### GIVEN PROBLEM
Carry the passage about the pressures of running a startup forward from its final sentence on compartmentalizing.

--- Start EXCERPTED PASSAGE ---

One of the features of running a startup is the feeling that hyenas have grabbed your extremities and are all pulling in different directions. They all want a piece of you, and if you try to dislodge the hyena gnawing on your foot, the others make headway (so to speak). So you thrash around, trying to keep them all at bay. Which only makes hyenas laugh.

Startup Rulebook

What are the hyenas (with all due respect to the list that follows)? They’re different for different entrepreneurs, but often they include: cashflow, sales, operational issues, staffing, cashflow, employees, customers, spouses, children, friends, parents, and cashflow. To say nothing about the pressure on you to be a full-time cheerleader.

How do the best survive? They compartmentalize.

--- End EXCERPTED PASSAGE ---
--- Start DATA LINES ---

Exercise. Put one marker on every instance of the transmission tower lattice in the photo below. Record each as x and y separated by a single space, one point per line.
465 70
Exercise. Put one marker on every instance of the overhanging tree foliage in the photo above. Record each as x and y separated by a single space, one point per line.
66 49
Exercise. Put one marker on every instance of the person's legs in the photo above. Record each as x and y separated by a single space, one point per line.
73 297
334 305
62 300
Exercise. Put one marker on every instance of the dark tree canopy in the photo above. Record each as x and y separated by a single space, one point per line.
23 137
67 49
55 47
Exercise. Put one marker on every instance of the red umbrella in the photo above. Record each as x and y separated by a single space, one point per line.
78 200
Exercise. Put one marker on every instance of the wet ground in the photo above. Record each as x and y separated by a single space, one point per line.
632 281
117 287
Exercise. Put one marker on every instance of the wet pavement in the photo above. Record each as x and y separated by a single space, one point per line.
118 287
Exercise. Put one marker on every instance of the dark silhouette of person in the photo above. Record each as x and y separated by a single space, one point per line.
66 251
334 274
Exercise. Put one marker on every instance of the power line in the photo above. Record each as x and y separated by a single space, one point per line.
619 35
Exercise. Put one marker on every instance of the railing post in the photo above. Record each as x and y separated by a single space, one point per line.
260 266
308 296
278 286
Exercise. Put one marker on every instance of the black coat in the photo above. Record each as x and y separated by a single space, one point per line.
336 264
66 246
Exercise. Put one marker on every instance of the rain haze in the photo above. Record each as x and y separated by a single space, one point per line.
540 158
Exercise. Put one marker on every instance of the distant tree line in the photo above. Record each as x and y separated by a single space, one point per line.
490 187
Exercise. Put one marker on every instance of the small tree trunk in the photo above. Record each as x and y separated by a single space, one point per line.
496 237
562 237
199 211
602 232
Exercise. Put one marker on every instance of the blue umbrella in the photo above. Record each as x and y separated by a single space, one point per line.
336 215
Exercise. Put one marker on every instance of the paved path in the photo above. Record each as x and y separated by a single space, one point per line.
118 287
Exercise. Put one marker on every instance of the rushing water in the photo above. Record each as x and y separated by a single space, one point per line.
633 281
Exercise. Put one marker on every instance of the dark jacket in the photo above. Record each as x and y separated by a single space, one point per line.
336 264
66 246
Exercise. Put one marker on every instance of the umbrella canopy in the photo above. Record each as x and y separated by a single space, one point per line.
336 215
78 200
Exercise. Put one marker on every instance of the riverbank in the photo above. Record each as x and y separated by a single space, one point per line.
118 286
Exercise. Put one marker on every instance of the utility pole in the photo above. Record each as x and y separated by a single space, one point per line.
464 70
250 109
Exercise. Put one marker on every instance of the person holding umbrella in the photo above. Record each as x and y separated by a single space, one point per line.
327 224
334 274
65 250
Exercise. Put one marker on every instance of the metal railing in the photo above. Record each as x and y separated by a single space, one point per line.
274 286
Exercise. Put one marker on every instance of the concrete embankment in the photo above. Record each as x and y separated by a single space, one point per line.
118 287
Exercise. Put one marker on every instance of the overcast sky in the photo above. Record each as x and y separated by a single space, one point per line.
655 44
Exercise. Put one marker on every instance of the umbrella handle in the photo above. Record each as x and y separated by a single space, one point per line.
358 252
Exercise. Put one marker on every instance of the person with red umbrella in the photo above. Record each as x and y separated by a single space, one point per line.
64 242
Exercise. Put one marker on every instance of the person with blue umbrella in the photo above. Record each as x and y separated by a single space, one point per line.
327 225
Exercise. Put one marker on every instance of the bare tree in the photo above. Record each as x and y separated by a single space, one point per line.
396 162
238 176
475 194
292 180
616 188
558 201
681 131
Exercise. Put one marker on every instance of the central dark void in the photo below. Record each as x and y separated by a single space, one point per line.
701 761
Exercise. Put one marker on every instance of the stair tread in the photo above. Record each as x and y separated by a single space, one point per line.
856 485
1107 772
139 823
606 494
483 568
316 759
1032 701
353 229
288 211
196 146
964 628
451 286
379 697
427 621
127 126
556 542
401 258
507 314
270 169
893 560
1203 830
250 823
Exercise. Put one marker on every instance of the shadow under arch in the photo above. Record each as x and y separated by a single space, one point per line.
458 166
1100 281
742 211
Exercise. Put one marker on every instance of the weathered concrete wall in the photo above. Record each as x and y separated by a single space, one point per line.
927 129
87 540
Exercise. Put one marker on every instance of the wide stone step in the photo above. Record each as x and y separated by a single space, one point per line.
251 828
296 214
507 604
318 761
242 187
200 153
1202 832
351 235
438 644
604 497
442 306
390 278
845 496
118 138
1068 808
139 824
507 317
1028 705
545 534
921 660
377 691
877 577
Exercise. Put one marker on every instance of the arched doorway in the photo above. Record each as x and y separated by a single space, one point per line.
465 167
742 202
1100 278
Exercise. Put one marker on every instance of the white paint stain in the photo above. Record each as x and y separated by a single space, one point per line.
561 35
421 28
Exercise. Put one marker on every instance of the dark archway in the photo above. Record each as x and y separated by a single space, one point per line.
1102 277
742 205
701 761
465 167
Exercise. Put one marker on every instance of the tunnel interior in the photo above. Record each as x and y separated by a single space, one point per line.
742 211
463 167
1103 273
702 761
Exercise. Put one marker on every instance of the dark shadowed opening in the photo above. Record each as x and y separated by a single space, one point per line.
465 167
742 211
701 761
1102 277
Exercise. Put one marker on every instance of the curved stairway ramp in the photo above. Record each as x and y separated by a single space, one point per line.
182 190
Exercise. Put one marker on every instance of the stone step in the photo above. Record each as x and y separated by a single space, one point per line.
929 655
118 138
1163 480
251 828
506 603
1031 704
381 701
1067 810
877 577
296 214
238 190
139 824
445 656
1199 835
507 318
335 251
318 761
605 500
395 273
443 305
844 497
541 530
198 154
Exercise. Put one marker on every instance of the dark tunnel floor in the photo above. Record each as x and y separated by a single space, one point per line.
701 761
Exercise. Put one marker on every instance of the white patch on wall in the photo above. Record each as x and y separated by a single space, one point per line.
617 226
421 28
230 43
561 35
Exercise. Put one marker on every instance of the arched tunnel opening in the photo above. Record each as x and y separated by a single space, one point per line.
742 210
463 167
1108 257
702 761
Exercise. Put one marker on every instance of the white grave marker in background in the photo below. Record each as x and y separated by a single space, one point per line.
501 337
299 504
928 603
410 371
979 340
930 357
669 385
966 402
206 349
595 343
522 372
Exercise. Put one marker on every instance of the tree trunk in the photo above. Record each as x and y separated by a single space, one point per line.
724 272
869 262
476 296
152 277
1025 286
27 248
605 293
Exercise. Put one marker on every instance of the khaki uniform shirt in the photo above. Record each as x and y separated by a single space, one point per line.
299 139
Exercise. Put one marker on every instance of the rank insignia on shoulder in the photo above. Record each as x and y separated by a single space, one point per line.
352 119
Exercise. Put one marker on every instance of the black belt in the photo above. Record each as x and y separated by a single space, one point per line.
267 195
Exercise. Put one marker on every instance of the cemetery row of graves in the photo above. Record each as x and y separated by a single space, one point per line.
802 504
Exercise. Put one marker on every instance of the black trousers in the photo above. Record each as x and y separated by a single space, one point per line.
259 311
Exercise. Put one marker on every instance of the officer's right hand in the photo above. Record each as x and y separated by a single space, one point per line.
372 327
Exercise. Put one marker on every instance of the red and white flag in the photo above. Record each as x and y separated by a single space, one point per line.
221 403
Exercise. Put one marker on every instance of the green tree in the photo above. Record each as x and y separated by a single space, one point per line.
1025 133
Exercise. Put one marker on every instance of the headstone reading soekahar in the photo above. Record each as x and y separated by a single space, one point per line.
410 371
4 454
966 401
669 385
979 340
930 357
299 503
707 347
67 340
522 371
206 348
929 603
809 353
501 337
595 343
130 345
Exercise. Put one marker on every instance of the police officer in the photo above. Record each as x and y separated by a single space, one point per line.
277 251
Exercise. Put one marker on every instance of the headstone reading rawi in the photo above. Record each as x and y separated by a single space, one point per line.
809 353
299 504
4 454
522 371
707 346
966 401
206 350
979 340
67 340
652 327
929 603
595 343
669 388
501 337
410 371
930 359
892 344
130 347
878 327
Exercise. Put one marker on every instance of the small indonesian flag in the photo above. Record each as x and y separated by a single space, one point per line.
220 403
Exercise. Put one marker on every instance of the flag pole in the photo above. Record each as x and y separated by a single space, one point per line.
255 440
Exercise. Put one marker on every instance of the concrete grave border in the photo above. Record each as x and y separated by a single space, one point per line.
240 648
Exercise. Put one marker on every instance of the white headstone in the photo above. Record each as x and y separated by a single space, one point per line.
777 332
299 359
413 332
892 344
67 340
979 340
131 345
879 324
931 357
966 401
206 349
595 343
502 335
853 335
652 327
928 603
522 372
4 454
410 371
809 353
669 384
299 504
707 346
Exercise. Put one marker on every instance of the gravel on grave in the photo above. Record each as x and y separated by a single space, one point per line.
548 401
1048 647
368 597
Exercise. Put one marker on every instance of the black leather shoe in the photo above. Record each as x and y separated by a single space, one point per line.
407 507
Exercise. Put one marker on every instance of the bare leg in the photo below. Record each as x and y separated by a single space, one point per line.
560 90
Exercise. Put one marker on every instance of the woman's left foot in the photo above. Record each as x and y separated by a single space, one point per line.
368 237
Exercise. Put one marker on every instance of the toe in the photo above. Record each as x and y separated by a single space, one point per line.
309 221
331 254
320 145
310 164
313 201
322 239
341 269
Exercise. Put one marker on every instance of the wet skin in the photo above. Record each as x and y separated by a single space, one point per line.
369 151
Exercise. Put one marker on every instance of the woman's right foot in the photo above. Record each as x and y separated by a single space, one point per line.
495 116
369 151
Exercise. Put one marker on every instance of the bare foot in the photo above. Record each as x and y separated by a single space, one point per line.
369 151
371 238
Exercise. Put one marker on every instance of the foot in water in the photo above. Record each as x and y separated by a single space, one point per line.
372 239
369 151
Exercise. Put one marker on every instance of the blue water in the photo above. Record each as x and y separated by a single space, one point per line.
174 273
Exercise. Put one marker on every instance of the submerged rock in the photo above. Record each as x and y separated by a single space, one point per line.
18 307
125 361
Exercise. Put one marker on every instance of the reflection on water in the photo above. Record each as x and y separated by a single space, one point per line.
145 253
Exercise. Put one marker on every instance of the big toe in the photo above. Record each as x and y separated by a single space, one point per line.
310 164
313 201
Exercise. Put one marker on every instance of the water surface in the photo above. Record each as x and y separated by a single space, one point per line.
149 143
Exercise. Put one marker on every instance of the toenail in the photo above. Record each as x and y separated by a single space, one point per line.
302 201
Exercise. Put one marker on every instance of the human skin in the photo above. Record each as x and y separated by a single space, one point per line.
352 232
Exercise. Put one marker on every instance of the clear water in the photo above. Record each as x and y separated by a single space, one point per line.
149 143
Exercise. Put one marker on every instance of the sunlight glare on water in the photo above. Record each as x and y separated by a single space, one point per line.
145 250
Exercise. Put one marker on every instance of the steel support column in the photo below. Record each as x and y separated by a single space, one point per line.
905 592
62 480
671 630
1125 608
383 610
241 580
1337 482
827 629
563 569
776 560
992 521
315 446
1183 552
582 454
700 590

--- End DATA LINES ---

### OUTPUT FOR THIS TASK
Compartmentalization is the ability to prioritize the issues facing you, focusing fiercely on one issue, moving it forward in a meaningful way, then closing the emotional door on that issue and dealing with the next one in the same way. That’s to say, you poke the hyena gnawing your foot in the eye – enough to make him wonder if you’re worth the trouble – then trusting you’ve done your best for now, you forget him and move on to the next hyena for suitable treatment, knowing you’ll be back. The effect on you is that you feel less stressed and more in control.

A very effective approach to compartmentalization, which I adapted from Stephen Covey’s work many years ago, goes like this:

  • Have a clear sense of your goals for each aspect of your life (personal, family, social, work, community – as appropriate to you). With your goals in mind, place your burning issues / priorities (a.k.a. hyenas) into Covey’s Quadrant:

Startup Rulebook

  • Create 7 compartments and place the 7 most important issues from Q1 and Q2, as measured against your goals, into each compartment. You’re going to struggle to deal with more than 7 issues effectively any one time, so prioritize against your goals, knowing that you’ll be coming back to the ones which don’t make the first cut.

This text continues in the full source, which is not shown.